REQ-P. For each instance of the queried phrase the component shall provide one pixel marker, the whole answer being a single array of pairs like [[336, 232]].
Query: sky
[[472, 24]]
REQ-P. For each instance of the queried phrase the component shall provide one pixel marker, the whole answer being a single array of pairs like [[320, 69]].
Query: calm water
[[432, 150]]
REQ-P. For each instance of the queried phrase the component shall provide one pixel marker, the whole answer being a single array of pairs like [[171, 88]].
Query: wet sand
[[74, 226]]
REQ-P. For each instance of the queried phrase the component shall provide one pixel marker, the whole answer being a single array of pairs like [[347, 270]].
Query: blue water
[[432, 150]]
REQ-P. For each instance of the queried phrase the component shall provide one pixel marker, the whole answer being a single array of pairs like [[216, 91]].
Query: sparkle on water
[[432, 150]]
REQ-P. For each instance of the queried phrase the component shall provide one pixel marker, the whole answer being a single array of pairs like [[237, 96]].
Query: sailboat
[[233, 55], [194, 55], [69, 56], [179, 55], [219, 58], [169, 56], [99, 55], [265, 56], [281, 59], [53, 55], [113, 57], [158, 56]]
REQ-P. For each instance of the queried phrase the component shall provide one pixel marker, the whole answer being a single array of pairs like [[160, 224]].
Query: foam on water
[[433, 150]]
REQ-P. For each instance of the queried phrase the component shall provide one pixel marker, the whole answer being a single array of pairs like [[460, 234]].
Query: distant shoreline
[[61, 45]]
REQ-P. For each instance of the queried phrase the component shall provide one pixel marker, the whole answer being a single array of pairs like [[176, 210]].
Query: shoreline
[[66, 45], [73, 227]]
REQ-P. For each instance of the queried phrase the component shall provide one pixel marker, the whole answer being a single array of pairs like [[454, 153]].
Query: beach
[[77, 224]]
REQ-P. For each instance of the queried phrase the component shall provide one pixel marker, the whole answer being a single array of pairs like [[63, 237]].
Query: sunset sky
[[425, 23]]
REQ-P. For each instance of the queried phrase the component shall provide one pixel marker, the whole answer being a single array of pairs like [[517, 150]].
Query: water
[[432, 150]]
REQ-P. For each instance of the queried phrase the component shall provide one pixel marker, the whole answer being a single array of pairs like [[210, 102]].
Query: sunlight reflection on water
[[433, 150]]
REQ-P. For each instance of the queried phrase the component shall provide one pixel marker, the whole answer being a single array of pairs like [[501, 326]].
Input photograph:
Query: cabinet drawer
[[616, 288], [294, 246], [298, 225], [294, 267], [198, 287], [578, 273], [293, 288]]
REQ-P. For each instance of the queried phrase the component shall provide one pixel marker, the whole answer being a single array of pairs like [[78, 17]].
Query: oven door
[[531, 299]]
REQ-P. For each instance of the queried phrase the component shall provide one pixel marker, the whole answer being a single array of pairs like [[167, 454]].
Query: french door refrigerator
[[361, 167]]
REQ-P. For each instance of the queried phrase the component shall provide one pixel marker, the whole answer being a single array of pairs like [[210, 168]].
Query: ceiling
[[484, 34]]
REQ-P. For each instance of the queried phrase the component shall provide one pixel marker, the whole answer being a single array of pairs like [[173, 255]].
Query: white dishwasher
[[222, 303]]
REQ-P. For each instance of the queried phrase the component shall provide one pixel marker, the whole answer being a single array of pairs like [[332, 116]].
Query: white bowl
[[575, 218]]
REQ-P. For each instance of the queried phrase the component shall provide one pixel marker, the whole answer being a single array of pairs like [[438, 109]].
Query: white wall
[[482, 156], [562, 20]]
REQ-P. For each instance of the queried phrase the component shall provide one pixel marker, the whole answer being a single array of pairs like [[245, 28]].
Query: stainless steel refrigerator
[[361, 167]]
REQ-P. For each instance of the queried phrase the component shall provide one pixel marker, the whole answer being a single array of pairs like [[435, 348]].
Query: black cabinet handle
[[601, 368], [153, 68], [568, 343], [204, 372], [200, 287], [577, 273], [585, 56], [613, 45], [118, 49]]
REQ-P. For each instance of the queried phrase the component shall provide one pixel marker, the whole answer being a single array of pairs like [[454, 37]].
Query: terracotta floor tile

Exercise aim: Using the exact wording, write out all of the records.

Response to the exercise:
REQ-P. For each instance of the queried phrase the component shall provide one pixel marker, the whole answer being a single array of pairs like [[336, 232]].
Query: sky
[[472, 24]]
REQ-P. For each instance of the queried phrase the component shall provide one pixel marker, the whole answer being a single array of pairs like [[320, 69]].
Query: calm water
[[432, 150]]
REQ-P. For each instance of the queried phrase the component shall provide one pixel marker, the whole answer being a single array of pairs like [[171, 88]].
Query: wet sand
[[74, 226]]
REQ-P. For each instance of the queried phrase the component shall provide one pixel marker, the whole answer being a single array of pairs like [[347, 270]].
Query: blue water
[[432, 150]]
REQ-P. For each instance of the queried phrase the component shall provide one pixel marker, the whole answer being a single array of pairs like [[216, 91]].
Query: sparkle on water
[[432, 150]]
REQ-P. For each instance of the queried phrase the component shall provide one pixel marker, the whole answer being a single array of pairs like [[237, 96]].
Query: sailboat
[[233, 55], [194, 55], [69, 56], [179, 55], [219, 58], [169, 56], [99, 55], [265, 56], [281, 59], [53, 55], [113, 57], [158, 56]]
REQ-P. For each instance of the queried phrase the component shall provide one pixel marker, the whole answer being a single array of pairs like [[160, 224]].
Query: foam on water
[[433, 150]]
REQ-P. For each instance of the queried phrase the component shall provide one pixel marker, the whole answer being a single array of pairs like [[460, 234]].
Query: distant shoreline
[[61, 45]]
REQ-P. For each instance of the queried phrase the component shall provide one pixel marker, the whole answer being a single array of pairs like [[176, 210]].
Query: shoreline
[[66, 45], [73, 227]]
REQ-P. For each instance of the queried phrase the component shall provide one pixel marker, the whole answer being a single array of pairs like [[454, 153]].
Query: beach
[[77, 224]]
REQ-P. For each instance of the queried phrase the component shall provide one pixel marker, the whole answer being a single array of pairs like [[63, 237]].
Query: sunset sky
[[425, 23]]
REQ-P. For each instance of the queried phrase the component shall provide one pixel marker, the whole answer being a single array of pairs like [[517, 150]].
Query: water
[[432, 150]]
REQ-P. For each instance of the queried phrase the component shall provide one pixel marker, the whole answer being a single array of pairs like [[210, 102]].
Query: sunlight reflection on water
[[433, 150]]
REQ-P. For each instance of the queried phrase the component shall provide one pixel marker, the whole answer being a single array of pairs like [[501, 326]].
Input photograph:
Query: cabinet drawer
[[616, 288], [294, 246], [298, 225], [294, 267], [198, 287], [578, 273], [293, 288]]
REQ-P. For each instance of the queried phrase the component shall provide one pixel marker, the whole answer being a single array of pairs like [[78, 17]].
Query: oven door
[[531, 299]]
REQ-P. For each instance of the queried phrase the component shall provide one pixel marker, the whole answer being a single array of pairs like [[167, 454]].
Query: french door refrigerator
[[361, 167]]
REQ-P. For each instance of the queried phrase the component shall provide one pixel marker, the whole answer being a single array of pairs like [[210, 168]].
Query: ceiling
[[484, 34]]
REQ-P. For each instance of the queried phrase the component shall provide one pixel marker, the whole answer being a single array of pairs like [[173, 255]].
Query: white dishwasher
[[222, 303]]
REQ-P. For each instance of the queried phrase the component shall provide one pixel marker, the whole answer being a single array of pairs like [[332, 116]].
Query: white bowl
[[575, 218]]
REQ-P. For each instance of the queried phrase the component shall provide one pixel marker, the whole answer being a single array of pairs like [[438, 109]].
Query: white wall
[[482, 156], [562, 20]]
REQ-P. For each instance of the queried phrase the component shall provide one pixel marker, the whole answer being a single array of pairs like [[245, 28]].
Query: stainless steel refrigerator
[[361, 167]]
REQ-P. For each instance of the queried phrase the component shall provide one pixel marker, the whole answer being a single array of pairs like [[435, 348]].
Query: black cabinet handle
[[601, 368], [153, 68], [568, 343], [204, 372], [200, 287], [577, 273], [585, 56], [613, 45], [118, 49]]
REQ-P. For each instance of the queried phrase the component shall provide one pixel marker, the whole answer being a single array of pairs like [[454, 37]].
Query: terracotta floor tile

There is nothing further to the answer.